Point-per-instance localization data
*-*-*

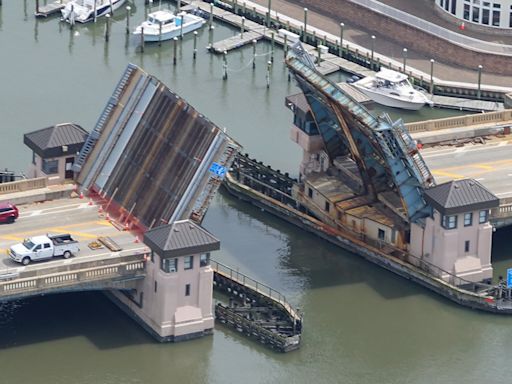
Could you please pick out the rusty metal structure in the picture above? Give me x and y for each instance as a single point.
(385, 154)
(152, 156)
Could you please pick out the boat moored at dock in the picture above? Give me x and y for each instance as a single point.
(392, 89)
(83, 11)
(165, 25)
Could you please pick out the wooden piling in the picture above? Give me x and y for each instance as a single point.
(254, 54)
(269, 65)
(195, 45)
(175, 51)
(160, 34)
(210, 18)
(272, 45)
(128, 9)
(142, 39)
(225, 65)
(181, 28)
(107, 27)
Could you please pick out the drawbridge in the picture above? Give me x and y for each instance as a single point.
(386, 155)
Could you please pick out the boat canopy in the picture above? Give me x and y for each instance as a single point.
(161, 17)
(391, 76)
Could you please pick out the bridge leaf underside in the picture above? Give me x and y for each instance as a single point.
(384, 152)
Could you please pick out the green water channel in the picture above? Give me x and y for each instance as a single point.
(362, 324)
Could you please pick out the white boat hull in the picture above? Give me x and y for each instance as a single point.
(390, 101)
(153, 34)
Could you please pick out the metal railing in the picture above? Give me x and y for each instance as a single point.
(255, 285)
(23, 185)
(39, 284)
(461, 121)
(504, 210)
(433, 29)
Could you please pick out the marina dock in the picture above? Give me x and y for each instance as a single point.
(50, 9)
(347, 57)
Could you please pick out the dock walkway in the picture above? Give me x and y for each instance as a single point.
(51, 8)
(356, 59)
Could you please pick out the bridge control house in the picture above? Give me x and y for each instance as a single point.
(174, 302)
(54, 150)
(458, 236)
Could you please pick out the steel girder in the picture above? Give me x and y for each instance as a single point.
(384, 152)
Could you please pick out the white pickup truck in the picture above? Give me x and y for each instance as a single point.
(43, 247)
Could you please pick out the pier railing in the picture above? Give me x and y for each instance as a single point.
(255, 285)
(23, 185)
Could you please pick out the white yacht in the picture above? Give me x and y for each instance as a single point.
(82, 11)
(164, 25)
(392, 89)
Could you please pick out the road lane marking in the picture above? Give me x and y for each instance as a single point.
(483, 166)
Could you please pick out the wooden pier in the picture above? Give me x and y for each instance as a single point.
(234, 42)
(51, 8)
(256, 310)
(356, 60)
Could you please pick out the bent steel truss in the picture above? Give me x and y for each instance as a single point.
(384, 152)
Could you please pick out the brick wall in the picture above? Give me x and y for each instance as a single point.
(413, 39)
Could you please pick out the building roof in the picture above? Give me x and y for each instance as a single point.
(56, 140)
(297, 101)
(458, 196)
(180, 238)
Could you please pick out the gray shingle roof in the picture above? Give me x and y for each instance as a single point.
(180, 238)
(48, 142)
(299, 101)
(458, 196)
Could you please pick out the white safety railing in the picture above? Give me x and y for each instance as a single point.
(442, 33)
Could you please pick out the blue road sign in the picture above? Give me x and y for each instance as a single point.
(218, 170)
(509, 278)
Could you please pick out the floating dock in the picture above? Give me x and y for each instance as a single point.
(50, 9)
(237, 41)
(350, 58)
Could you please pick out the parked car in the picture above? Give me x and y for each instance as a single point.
(44, 248)
(8, 213)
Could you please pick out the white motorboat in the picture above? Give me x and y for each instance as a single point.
(164, 25)
(82, 11)
(392, 89)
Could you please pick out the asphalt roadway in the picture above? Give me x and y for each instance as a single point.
(415, 59)
(73, 216)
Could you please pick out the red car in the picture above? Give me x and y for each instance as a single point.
(8, 213)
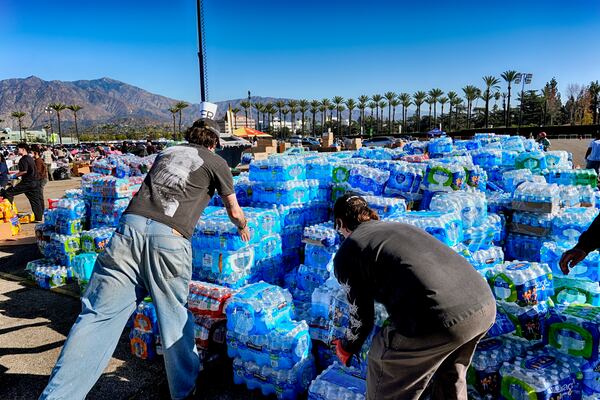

*-*-*

[Exercise requirements] Your copy should hold each line above exactly and no pictures at all.

[Response]
Could you please pick out the rusty metal structure in the picture above? Give me x and y for each instance as a single point.
(385, 154)
(152, 156)
Could you please pick out the boat moored at dock in the picture above? Give me x and y for each instance as a single point.
(392, 89)
(83, 11)
(165, 25)
Could you please pick out the wooden piling in the picture above? Give me x and y for each instance as a single point.
(254, 54)
(269, 65)
(195, 45)
(175, 51)
(160, 34)
(210, 18)
(272, 45)
(128, 9)
(142, 39)
(225, 65)
(181, 28)
(107, 27)
Could you please pick out the drawbridge in the picture above? Give me x and y for each instance as a single point.
(386, 155)
Could you please pick out the boat canopy in the picture above? Give me x and y for each instance as a single point.
(161, 17)
(391, 76)
Could you please pick out the bridge leaf underside in the picture above? Give me x and y for each instance as a single point.
(384, 152)
Could you please pick out the green water channel in the picture above? Give me x and y for each instance as a single point.
(362, 324)
Could you please pick out the white boat hull in the picture above? Give me x and y for each instance as a single point.
(390, 101)
(153, 34)
Could you please pick out the metal railing in the picture above? Give me x and y for each instance as a single point.
(255, 285)
(23, 185)
(39, 284)
(461, 121)
(504, 210)
(433, 29)
Could you please pick out the marina dock in the picture above? Give me x and y for each instance as a single point.
(50, 9)
(347, 57)
Could you please pick out the dock walkway in the picture above? Give me x and y for each instance as a single point.
(51, 8)
(356, 59)
Could you please pick out the bridge control house in the picture above? Give me x and y for each instance as a single point.
(174, 302)
(54, 150)
(458, 236)
Could you please pick out the steel girder in the picture above? Give me x and y for each instance as a single point.
(384, 152)
Could you please pick out the white pickup truck in the picture above? Give me x and y for each instance as a single point.
(43, 247)
Could you please pick out the pier railing in the picture above? Give me x and y for each instance as a single point.
(255, 285)
(23, 185)
Could you please pick out the white yacht in the picture above? Give me x and y for each instance as a single point.
(82, 11)
(164, 25)
(392, 89)
Could you please pick out the road lane marking in the picture above? Give me x and y for each instance as a single point.
(483, 166)
Could you please pick out the wooden pier in the picture above? Give me x and y for each instance as a single point.
(234, 42)
(51, 8)
(256, 310)
(356, 60)
Could you please pick out the bent steel truss in the picture above? Give me x and y for each instance as a single point.
(384, 152)
Could you please pick out the brick wall in the picture above? Give me x and y for each instance as a single point.
(413, 39)
Could you please pick out the building roof in the picture above? Give me x and y for each instance as a single point.
(56, 140)
(297, 101)
(458, 196)
(180, 238)
Could you please pick out the gray shingle roof in the picture above? Give me x and y for each instance as a single point.
(180, 238)
(48, 142)
(299, 101)
(458, 196)
Could you please pick out the white safety railing in the picture above? Give me x and y for each instance as a single point.
(442, 33)
Could you please pick out the blue road sign in the picture above? Give me x and y for each instance as a single point.
(218, 170)
(509, 278)
Could you please pick out the floating dock in the picture above? Give me x and y for each instance as a single point.
(50, 9)
(237, 41)
(350, 58)
Could you please pick out the parked car in the picture above? Give me x and y for each instance as a single point.
(44, 248)
(8, 213)
Could you please pick out the white motorboat in the picture above? Give me x and y for each instance as a single point.
(164, 25)
(82, 11)
(392, 89)
Could you please pick out the asphalt roadway in the picture above? Give me x and y for each instance as a single point.
(415, 59)
(73, 216)
Could you please pick out the red car in the picture above? Give me x and y for each instance as a single point.
(8, 213)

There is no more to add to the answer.